== RECORDS FOR THIS TASK

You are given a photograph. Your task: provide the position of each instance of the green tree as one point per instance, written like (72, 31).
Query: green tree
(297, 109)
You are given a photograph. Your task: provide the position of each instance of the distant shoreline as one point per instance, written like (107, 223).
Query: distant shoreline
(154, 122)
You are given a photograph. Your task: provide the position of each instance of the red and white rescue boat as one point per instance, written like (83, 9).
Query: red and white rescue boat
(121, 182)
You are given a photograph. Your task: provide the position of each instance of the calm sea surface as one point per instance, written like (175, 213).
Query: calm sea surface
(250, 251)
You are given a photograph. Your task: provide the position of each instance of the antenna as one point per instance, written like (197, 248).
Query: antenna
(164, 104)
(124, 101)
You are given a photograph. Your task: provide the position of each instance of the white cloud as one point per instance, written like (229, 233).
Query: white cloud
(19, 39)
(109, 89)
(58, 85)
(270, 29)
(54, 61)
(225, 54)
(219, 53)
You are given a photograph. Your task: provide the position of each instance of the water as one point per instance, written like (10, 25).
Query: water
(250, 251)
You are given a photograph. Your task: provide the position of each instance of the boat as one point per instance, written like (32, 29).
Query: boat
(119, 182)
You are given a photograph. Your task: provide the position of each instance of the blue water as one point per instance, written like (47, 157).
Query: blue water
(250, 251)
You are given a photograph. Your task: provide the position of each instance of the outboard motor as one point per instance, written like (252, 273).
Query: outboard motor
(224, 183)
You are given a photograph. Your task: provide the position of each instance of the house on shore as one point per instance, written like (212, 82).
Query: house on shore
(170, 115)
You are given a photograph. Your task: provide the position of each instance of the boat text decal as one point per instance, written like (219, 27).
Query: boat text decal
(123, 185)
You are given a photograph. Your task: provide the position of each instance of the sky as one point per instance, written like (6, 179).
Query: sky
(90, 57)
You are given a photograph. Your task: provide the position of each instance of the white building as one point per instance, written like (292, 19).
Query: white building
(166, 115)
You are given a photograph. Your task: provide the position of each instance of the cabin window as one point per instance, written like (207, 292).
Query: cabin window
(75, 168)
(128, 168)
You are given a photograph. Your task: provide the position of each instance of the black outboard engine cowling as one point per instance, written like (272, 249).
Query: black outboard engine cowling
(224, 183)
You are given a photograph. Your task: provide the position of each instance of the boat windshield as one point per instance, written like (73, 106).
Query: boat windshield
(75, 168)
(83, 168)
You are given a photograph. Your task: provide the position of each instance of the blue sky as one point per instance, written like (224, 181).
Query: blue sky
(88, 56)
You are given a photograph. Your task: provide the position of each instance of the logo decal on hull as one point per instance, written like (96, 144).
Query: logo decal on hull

====

YOUR ASSIGNMENT ::
Scan the entries above. Copy each line that has the string "hull".

TASK RESPONSE ::
You are given a photograph. Your task: provide the position of each instance of the logo decal on hull as one point per instance, written like (96, 144).
Query: logo decal on hull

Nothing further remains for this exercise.